>> Begin

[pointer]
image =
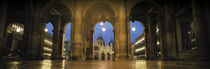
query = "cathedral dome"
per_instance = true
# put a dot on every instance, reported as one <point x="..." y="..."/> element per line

>> End

Your goal: Copy the listing above word for word, leaving out the pictures.

Result:
[pointer]
image =
query = "cathedral dome"
per_instance = true
# put a dot on every instance, reported as one <point x="..." y="..."/> element per line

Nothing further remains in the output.